» Input:

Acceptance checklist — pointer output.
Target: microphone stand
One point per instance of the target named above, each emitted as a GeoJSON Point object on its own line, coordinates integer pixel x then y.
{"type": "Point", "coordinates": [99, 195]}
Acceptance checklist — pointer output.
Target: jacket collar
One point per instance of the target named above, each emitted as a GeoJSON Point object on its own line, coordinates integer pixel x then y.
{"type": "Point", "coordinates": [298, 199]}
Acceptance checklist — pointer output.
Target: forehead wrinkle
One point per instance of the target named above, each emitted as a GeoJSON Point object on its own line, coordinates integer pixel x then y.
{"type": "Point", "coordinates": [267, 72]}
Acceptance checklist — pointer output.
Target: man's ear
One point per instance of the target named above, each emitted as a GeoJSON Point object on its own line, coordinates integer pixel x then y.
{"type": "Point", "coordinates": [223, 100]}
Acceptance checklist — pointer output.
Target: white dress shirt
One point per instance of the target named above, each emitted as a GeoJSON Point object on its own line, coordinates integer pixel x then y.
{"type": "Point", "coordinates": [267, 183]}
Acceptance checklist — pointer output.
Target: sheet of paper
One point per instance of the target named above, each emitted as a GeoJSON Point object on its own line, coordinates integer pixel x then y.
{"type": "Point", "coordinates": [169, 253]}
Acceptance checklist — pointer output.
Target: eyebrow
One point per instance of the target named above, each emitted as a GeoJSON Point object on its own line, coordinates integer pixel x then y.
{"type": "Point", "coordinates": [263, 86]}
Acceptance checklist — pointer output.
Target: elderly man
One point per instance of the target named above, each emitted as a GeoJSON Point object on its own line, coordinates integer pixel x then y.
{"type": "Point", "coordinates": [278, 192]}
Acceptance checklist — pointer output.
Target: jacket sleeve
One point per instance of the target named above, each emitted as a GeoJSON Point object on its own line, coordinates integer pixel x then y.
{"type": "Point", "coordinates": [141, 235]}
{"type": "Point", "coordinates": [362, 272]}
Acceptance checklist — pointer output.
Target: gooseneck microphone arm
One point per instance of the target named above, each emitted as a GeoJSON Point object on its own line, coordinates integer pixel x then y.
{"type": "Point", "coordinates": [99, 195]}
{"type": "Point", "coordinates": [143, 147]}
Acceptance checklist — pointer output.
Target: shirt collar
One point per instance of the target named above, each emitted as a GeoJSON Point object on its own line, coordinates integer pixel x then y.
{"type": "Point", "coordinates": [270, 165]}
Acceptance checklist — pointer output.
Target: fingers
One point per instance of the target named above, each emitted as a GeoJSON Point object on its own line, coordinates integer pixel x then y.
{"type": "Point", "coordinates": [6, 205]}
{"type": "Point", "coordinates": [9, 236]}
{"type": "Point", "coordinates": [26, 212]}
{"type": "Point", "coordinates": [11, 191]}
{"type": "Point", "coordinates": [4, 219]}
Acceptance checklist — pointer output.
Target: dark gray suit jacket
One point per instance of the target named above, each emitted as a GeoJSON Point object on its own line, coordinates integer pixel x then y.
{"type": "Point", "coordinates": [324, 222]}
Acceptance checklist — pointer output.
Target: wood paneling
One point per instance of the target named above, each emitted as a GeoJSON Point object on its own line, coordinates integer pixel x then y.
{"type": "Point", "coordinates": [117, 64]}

» What is required:
Exactly reproduce the material above.

» Output:
Acceptance checklist — pointer output.
Target: microphone stand
One point per instance of the target named above, each emitted as a GeoJSON Point object on its own line, coordinates integer pixel x then y.
{"type": "Point", "coordinates": [99, 195]}
Acceptance checklist — pointer output.
Target: jacket collar
One point per instance of the target named above, each emitted as a GeoJSON Point object on its own line, coordinates integer pixel x then y.
{"type": "Point", "coordinates": [298, 199]}
Acceptance checklist — pointer output.
Target: forehead wrinkle
One point per instance of the target named above, each emitted as a GeoJSON Point object on its own line, coordinates integer pixel x then y.
{"type": "Point", "coordinates": [267, 72]}
Acceptance checklist — pointer output.
Target: man's ear
One point per instance of the target named above, each emitted as a GeoJSON Point object on its own line, coordinates integer pixel x then y.
{"type": "Point", "coordinates": [223, 100]}
Acceptance checklist — pointer output.
Target: white dress shirt
One point per instance of the target named above, each emitted as a GeoJSON Point object on its own line, coordinates integer pixel x then y.
{"type": "Point", "coordinates": [267, 183]}
Acceptance checklist — pointer output.
Target: sheet of paper
One point per instance of the target named above, each emitted as a GeoJSON Point object on its own line, coordinates integer pixel x then y.
{"type": "Point", "coordinates": [169, 253]}
Acceptance checklist — pointer output.
Target: eyebrow
One point per instance of the target named above, each emitted as a GeoJSON Point object on its own line, coordinates integer pixel x then y.
{"type": "Point", "coordinates": [263, 86]}
Acceptance checklist — pointer output.
Target: elderly man
One point per instance of the target named above, each emitted as a GeoJSON Point object on its own line, coordinates integer pixel x then y.
{"type": "Point", "coordinates": [278, 192]}
Acceptance checklist — pointer output.
Target: jacket sleeve
One point per instance of the target named above, each emitted as a GeoJSON Point object on its own line, coordinates integer pixel x then y.
{"type": "Point", "coordinates": [141, 235]}
{"type": "Point", "coordinates": [362, 272]}
Acceptance checklist — pointer output.
Target: gooseneck microphone arm
One point per instance of the target named above, each emitted as a GeoJSON Point object on its own line, coordinates integer pixel x then y.
{"type": "Point", "coordinates": [99, 195]}
{"type": "Point", "coordinates": [143, 147]}
Acceptance checklist — pointer output.
Target: shirt collar
One point per instance of the target named above, each emitted as a GeoJSON Point object on its own line, coordinates integer pixel x then y.
{"type": "Point", "coordinates": [270, 165]}
Acceptance checklist — pointer output.
Target: fingers
One point per instance of the target named above, each emitted as a GeoJSON Point object on its own line, coordinates integer pixel x then y.
{"type": "Point", "coordinates": [6, 205]}
{"type": "Point", "coordinates": [9, 236]}
{"type": "Point", "coordinates": [26, 212]}
{"type": "Point", "coordinates": [11, 191]}
{"type": "Point", "coordinates": [4, 219]}
Acceptance checklist — pointer output.
Target: dark gray suit jacket
One point per instance of the target named above, each emitted as a GeoJSON Point object on its own line, coordinates integer pixel x then y.
{"type": "Point", "coordinates": [324, 222]}
Acceptance checklist — pointer output.
Target: wood paneling
One point per instance of the target named above, each emitted as a GeoJSON Point object on its own line, coordinates integer pixel x then y.
{"type": "Point", "coordinates": [117, 64]}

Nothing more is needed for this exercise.